▶ WORK INSTRUCTION: Starting at the first line of the listing below, repeat each line exactly until you have repeated the one containing "Target: green moss"; skip the pictures.

▶ DATA:

________________________________________

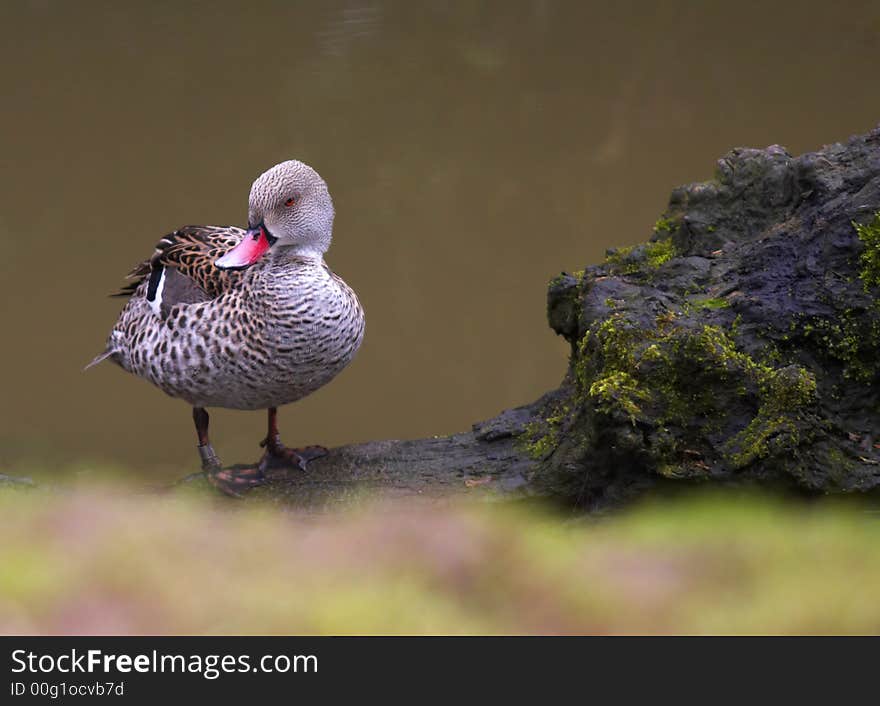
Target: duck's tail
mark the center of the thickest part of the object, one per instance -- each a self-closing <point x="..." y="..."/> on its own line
<point x="100" y="358"/>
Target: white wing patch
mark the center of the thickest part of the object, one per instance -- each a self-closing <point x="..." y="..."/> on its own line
<point x="156" y="301"/>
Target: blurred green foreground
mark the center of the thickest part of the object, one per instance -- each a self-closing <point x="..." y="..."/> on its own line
<point x="104" y="562"/>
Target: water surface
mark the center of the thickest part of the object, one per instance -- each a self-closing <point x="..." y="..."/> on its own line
<point x="473" y="150"/>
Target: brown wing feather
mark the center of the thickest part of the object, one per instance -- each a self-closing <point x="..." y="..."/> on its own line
<point x="191" y="251"/>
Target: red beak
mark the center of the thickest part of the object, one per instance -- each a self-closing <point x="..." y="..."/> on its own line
<point x="252" y="247"/>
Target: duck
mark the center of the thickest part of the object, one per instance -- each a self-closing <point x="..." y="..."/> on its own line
<point x="243" y="318"/>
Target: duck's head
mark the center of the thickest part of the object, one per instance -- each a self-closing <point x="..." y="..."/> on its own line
<point x="289" y="209"/>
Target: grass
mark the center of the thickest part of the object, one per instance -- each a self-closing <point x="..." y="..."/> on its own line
<point x="104" y="562"/>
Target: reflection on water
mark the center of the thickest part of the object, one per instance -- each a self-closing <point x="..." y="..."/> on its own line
<point x="473" y="151"/>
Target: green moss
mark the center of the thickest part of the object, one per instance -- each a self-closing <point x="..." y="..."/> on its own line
<point x="641" y="258"/>
<point x="659" y="252"/>
<point x="869" y="234"/>
<point x="619" y="390"/>
<point x="685" y="376"/>
<point x="852" y="339"/>
<point x="541" y="438"/>
<point x="666" y="224"/>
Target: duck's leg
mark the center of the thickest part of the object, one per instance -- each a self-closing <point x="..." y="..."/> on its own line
<point x="275" y="450"/>
<point x="229" y="481"/>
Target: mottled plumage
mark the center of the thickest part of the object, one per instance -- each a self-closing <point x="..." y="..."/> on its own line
<point x="265" y="326"/>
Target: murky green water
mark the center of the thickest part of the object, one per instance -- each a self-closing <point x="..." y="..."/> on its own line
<point x="473" y="151"/>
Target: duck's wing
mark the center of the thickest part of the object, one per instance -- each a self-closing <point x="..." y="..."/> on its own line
<point x="181" y="269"/>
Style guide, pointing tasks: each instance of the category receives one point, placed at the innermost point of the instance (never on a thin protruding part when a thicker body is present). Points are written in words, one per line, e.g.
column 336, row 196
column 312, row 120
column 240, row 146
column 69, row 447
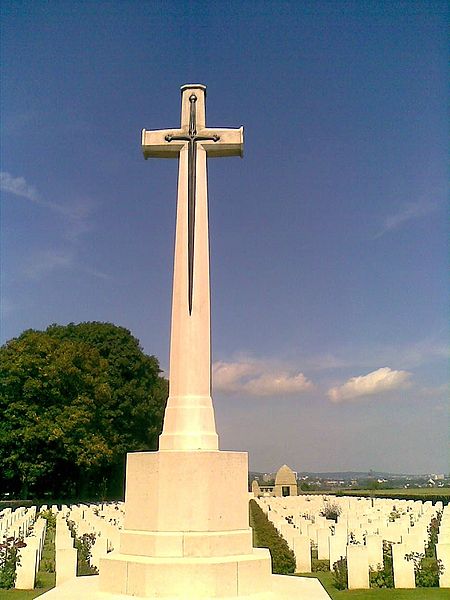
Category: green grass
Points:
column 326, row 578
column 44, row 580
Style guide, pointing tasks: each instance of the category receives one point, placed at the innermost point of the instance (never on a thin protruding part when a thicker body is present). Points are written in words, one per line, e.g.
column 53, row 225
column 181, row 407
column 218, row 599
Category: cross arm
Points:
column 230, row 142
column 155, row 144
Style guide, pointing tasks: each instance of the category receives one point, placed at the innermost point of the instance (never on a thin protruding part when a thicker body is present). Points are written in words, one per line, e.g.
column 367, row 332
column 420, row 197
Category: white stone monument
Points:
column 186, row 530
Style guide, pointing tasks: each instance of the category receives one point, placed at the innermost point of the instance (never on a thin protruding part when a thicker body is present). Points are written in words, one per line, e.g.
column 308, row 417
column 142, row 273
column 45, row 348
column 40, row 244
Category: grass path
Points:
column 44, row 580
column 326, row 578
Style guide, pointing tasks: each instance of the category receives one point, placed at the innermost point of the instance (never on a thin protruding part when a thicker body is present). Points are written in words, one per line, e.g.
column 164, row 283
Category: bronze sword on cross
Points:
column 168, row 143
column 192, row 138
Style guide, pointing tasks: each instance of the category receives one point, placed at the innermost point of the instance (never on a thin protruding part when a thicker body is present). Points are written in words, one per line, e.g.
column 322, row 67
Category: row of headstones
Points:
column 358, row 535
column 103, row 521
column 24, row 524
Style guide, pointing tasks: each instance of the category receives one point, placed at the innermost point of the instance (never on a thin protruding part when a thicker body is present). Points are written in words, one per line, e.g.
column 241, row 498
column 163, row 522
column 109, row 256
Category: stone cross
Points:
column 189, row 417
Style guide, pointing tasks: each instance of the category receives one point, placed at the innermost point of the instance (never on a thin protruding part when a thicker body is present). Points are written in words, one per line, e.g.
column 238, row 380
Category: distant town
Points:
column 371, row 480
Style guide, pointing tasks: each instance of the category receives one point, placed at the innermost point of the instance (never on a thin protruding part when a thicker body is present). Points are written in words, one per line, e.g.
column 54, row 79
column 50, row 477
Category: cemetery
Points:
column 187, row 526
column 374, row 539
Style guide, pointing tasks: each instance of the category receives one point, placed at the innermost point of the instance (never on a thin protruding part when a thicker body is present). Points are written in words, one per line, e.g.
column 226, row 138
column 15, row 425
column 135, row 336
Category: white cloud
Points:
column 17, row 186
column 258, row 378
column 43, row 262
column 377, row 382
column 410, row 211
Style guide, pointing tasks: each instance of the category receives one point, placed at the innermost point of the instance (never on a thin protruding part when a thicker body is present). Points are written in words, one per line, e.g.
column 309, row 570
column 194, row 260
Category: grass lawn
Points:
column 400, row 493
column 326, row 578
column 44, row 580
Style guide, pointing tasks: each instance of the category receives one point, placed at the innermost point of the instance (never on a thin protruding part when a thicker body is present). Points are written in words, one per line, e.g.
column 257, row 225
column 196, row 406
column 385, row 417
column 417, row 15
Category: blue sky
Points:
column 328, row 239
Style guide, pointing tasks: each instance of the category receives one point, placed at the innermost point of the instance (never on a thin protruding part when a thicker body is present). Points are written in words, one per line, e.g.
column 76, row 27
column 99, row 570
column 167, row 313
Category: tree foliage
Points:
column 74, row 400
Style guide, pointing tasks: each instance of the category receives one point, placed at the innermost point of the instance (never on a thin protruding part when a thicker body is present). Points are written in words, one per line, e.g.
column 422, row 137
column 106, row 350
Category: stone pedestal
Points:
column 186, row 531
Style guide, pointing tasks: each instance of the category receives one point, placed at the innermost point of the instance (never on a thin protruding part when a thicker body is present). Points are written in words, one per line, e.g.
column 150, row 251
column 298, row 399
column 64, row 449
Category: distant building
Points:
column 285, row 484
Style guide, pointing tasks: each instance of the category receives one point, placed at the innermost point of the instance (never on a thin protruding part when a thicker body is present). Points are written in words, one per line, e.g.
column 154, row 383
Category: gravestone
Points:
column 403, row 569
column 357, row 567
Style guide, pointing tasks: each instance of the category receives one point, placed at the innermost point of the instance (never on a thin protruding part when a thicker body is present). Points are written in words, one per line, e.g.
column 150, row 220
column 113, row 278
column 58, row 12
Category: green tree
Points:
column 74, row 400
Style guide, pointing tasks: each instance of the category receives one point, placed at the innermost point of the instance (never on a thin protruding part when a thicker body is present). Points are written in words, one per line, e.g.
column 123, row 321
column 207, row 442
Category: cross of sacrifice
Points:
column 189, row 418
column 167, row 143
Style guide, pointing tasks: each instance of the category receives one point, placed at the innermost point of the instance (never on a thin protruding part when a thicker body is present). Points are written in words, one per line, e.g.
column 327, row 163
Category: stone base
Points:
column 280, row 587
column 214, row 577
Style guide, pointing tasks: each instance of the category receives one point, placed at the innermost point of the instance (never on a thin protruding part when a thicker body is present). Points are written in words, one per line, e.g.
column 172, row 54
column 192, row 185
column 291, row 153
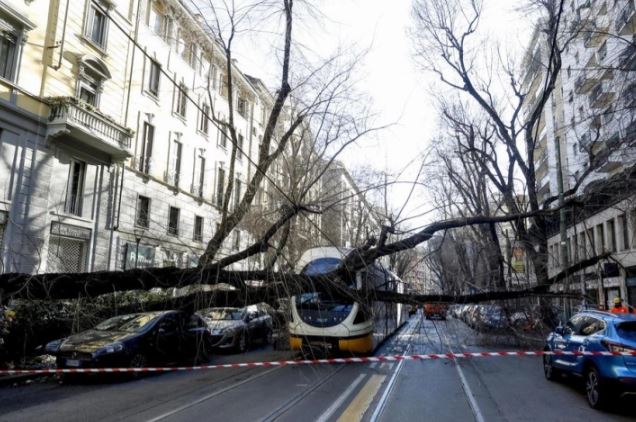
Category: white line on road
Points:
column 382, row 403
column 380, row 407
column 479, row 417
column 344, row 396
column 211, row 395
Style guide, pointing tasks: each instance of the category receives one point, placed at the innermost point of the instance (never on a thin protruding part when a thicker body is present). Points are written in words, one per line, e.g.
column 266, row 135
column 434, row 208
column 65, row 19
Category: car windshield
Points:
column 232, row 314
column 321, row 266
column 627, row 330
column 130, row 323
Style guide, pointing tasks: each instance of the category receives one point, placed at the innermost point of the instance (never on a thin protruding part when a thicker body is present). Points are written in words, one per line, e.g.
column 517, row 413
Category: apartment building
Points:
column 591, row 114
column 347, row 219
column 110, row 159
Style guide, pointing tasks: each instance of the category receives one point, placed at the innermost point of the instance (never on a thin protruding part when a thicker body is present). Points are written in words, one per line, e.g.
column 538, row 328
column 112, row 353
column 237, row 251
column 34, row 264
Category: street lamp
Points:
column 139, row 233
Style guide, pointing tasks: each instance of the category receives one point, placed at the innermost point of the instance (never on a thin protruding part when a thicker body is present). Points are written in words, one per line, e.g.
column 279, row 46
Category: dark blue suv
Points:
column 606, row 377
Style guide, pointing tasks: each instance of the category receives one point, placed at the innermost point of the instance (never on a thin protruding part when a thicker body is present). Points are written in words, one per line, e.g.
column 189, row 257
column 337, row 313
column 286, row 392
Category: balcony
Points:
column 625, row 21
column 85, row 125
column 601, row 95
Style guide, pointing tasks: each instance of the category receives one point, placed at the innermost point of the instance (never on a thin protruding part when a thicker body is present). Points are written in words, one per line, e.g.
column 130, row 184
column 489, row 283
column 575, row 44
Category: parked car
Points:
column 435, row 310
column 605, row 377
column 237, row 328
column 134, row 340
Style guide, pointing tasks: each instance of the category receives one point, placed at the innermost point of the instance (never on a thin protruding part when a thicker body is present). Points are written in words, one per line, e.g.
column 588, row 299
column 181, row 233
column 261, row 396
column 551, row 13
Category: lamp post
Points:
column 139, row 233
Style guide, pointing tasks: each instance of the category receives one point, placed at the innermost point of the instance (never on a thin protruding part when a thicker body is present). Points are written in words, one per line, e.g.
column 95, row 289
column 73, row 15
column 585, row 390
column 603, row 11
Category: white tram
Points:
column 321, row 322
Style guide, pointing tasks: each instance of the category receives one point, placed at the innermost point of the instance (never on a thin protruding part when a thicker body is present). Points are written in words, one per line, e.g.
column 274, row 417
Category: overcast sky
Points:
column 389, row 74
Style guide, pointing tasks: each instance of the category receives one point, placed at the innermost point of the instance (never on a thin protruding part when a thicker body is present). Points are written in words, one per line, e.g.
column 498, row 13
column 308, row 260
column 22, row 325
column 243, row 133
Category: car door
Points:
column 564, row 342
column 251, row 320
column 168, row 339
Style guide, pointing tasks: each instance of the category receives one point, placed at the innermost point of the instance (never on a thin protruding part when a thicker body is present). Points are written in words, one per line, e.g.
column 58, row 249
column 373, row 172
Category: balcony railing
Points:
column 83, row 123
column 601, row 95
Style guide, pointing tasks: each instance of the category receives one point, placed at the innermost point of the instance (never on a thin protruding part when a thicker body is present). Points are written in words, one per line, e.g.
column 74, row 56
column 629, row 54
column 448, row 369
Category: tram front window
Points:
column 319, row 308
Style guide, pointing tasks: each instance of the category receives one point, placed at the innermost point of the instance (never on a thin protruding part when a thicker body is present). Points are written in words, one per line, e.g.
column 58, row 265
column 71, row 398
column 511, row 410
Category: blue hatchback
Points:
column 606, row 377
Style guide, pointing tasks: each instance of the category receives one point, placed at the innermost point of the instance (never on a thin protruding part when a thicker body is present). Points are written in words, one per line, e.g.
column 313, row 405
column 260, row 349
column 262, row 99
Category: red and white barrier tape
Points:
column 390, row 358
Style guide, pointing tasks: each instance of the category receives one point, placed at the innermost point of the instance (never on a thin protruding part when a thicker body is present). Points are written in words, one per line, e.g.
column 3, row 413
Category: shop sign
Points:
column 67, row 230
column 139, row 256
column 518, row 259
column 193, row 261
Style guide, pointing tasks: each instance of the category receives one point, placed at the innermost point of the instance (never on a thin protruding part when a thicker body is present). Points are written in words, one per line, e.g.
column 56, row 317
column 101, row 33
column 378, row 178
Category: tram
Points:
column 321, row 323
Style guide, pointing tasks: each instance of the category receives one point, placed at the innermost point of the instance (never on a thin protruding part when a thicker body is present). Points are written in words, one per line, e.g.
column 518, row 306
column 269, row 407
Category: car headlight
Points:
column 228, row 332
column 53, row 346
column 110, row 348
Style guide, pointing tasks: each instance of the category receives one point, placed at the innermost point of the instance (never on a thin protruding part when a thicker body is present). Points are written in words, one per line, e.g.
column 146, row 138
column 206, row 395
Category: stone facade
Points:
column 109, row 161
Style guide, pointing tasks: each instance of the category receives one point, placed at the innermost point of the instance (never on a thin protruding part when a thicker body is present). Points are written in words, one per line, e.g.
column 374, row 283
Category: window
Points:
column 201, row 176
column 175, row 163
column 193, row 55
column 590, row 238
column 8, row 54
column 223, row 136
column 159, row 22
column 90, row 80
column 237, row 240
column 237, row 193
column 154, row 78
column 220, row 185
column 146, row 148
column 173, row 221
column 213, row 76
column 223, row 85
column 611, row 235
column 198, row 228
column 622, row 221
column 239, row 147
column 182, row 100
column 601, row 237
column 143, row 211
column 75, row 188
column 88, row 94
column 241, row 107
column 204, row 124
column 96, row 25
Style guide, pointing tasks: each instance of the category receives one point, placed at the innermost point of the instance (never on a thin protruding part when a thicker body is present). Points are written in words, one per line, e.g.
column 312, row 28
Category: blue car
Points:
column 605, row 377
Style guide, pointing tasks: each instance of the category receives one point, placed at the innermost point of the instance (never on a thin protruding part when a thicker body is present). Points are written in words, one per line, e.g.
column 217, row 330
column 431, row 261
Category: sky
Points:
column 400, row 91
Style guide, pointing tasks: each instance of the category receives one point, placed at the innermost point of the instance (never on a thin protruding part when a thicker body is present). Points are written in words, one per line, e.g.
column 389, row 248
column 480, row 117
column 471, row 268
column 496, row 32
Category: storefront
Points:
column 68, row 248
column 4, row 219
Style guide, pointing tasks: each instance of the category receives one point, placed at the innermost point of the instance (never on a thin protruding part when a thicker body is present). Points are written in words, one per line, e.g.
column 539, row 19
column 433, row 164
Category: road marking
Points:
column 479, row 417
column 380, row 406
column 211, row 395
column 344, row 396
column 361, row 402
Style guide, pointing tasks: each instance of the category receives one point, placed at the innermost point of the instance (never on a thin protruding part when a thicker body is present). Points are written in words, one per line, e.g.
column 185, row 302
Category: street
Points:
column 480, row 389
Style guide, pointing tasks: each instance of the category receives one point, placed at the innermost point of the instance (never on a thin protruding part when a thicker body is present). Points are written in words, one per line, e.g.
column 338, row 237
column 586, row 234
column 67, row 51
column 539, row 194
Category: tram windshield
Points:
column 320, row 301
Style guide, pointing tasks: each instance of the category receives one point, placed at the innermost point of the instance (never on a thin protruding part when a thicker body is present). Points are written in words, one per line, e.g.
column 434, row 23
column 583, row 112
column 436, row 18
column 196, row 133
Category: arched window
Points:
column 92, row 73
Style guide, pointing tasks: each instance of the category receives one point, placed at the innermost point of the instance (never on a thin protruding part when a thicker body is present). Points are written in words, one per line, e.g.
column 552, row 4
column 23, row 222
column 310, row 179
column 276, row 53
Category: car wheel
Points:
column 550, row 372
column 598, row 395
column 241, row 346
column 138, row 361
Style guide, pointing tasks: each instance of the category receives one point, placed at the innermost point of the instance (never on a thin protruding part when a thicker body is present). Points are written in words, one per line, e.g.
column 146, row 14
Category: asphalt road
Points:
column 479, row 389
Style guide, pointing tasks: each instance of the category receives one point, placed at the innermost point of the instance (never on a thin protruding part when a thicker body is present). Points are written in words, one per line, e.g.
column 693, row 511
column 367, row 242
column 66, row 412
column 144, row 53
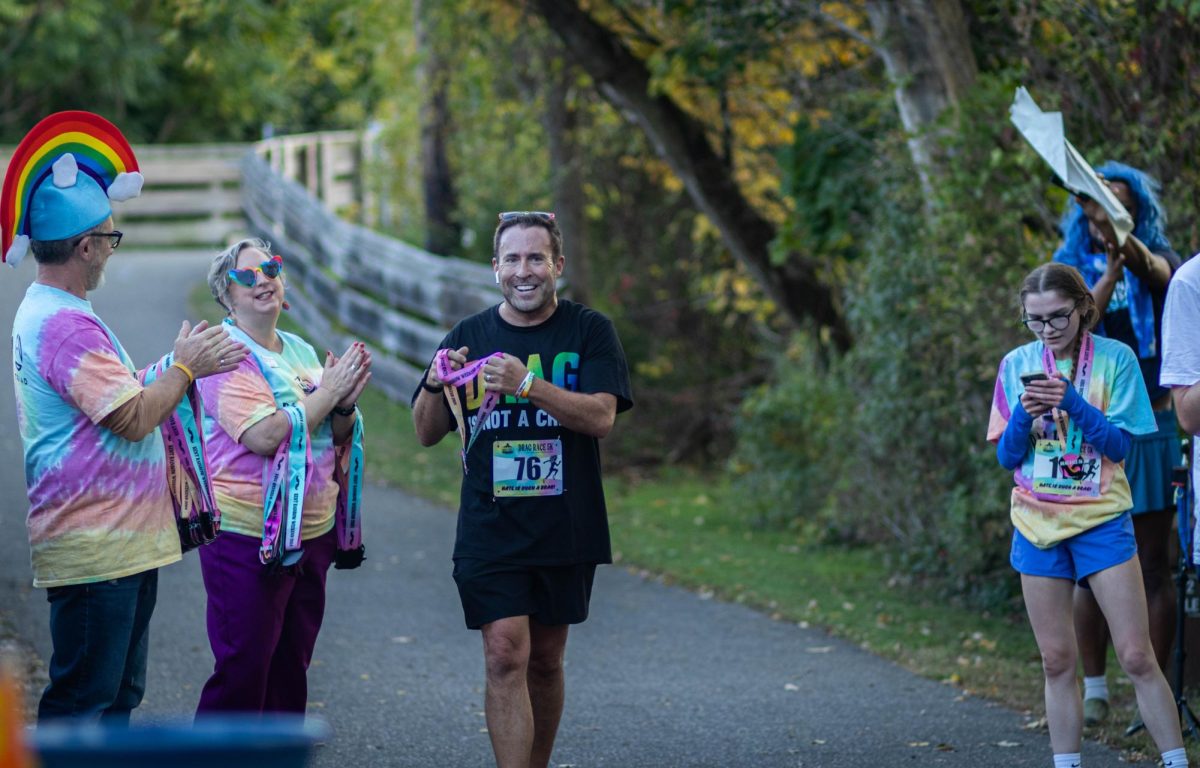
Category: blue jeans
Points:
column 101, row 634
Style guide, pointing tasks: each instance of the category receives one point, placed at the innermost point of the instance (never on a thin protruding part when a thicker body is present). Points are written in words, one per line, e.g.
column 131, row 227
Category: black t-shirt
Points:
column 558, row 516
column 1117, row 324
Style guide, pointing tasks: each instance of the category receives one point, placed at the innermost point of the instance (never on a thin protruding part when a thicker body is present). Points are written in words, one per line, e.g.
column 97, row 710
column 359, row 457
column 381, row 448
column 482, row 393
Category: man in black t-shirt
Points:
column 1128, row 282
column 532, row 519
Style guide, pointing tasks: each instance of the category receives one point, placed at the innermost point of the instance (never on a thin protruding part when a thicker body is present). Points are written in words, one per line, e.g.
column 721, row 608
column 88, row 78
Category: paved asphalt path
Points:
column 657, row 677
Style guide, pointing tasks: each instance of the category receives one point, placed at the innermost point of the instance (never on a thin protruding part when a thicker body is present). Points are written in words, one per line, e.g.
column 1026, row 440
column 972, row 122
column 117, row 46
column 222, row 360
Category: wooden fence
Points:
column 346, row 281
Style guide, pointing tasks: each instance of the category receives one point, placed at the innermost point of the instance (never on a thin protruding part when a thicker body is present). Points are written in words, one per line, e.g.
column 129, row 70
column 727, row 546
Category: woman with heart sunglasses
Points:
column 283, row 419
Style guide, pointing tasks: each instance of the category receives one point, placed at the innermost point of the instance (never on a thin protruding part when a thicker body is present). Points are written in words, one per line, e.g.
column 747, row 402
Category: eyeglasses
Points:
column 1057, row 322
column 511, row 215
column 114, row 238
column 249, row 276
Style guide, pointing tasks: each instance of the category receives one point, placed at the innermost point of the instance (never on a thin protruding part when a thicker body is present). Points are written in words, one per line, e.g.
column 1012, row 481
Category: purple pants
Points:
column 262, row 624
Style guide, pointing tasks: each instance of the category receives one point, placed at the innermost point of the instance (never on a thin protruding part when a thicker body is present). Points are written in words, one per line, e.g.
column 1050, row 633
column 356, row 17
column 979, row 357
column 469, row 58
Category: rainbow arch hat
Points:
column 61, row 180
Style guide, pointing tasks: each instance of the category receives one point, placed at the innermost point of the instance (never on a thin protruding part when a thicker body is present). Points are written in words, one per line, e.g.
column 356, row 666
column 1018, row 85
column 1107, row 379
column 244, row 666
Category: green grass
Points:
column 690, row 529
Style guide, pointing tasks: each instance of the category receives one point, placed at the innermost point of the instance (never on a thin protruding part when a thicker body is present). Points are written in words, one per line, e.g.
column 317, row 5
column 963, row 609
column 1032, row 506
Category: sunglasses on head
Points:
column 249, row 276
column 510, row 215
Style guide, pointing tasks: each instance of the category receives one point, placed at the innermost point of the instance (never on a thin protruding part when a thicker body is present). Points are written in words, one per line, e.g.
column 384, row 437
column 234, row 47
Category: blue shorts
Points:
column 1149, row 466
column 1079, row 557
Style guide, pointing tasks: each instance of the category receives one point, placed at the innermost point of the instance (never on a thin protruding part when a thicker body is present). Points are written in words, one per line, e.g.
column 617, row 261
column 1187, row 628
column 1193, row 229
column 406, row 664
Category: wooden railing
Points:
column 346, row 281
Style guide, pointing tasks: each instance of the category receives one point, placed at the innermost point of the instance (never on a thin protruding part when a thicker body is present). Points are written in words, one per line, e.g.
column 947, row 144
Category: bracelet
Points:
column 187, row 371
column 526, row 385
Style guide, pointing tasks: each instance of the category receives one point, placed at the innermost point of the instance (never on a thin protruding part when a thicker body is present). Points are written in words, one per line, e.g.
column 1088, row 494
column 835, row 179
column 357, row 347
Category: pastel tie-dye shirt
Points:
column 1116, row 388
column 99, row 505
column 237, row 401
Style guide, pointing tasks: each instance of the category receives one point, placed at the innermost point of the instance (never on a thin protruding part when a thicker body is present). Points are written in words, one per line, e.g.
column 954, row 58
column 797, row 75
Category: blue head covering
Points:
column 1089, row 258
column 67, row 204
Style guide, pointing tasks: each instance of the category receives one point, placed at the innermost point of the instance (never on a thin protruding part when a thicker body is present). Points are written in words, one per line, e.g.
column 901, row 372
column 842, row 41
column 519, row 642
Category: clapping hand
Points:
column 347, row 376
column 207, row 351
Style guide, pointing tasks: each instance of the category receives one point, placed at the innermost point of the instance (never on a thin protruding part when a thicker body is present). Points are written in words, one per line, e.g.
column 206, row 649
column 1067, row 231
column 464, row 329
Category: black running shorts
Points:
column 550, row 594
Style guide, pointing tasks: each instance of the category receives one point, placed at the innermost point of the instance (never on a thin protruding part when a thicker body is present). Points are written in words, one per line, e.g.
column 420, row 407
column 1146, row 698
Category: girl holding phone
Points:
column 1065, row 437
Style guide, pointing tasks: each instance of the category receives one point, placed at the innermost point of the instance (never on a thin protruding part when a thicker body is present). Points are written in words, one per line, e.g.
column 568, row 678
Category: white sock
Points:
column 1096, row 687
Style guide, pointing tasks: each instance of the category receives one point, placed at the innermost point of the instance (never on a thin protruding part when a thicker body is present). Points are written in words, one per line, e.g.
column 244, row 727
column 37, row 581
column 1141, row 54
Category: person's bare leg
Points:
column 507, row 706
column 1153, row 534
column 1049, row 605
column 1123, row 600
column 545, row 681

________________________________________

▶ OUTPUT BELOW:
Target: duck's tail
mark the center of the thickest part of the object, one per instance -- each a self-closing <point x="..." y="..."/> on its own line
<point x="100" y="358"/>
Target: white wing patch
mark the center of the thickest part of the object, one per instance -- each a self-closing <point x="..." y="..."/> on its own line
<point x="156" y="301"/>
Target: blurred green foreground
mark the center of the thickest part of the object, one per instance -- each a self-closing <point x="..." y="..."/> on its own line
<point x="104" y="562"/>
Target: water surface
mark the center of the thickest part of the object, one per instance -- each a self-closing <point x="..." y="..."/> on its own line
<point x="473" y="150"/>
Target: brown wing feather
mark the center of the thickest part of the object, one per instance -- each a self-closing <point x="..." y="..."/> on its own line
<point x="191" y="251"/>
Target: red beak
mark the center of the thickest part of the object, one per instance -- each a self-closing <point x="..." y="..."/> on its own line
<point x="252" y="247"/>
Target: duck
mark the center of the thickest part of the object, one per instance -- each a self-closing <point x="..." y="..."/> on its own line
<point x="243" y="318"/>
Target: duck's head
mark the center of the thickest part of the object, one per instance -- each a self-closing <point x="..." y="..."/> on its own line
<point x="289" y="209"/>
Target: grass
mark the center of the thickest part of the object, one per instance -- each a self-closing <point x="..." y="..."/> on its own line
<point x="104" y="562"/>
Target: reflection on water
mark the center of the thickest part of the object, one per instance -- each a self-closing <point x="..." y="..."/> on its own line
<point x="473" y="151"/>
Target: green moss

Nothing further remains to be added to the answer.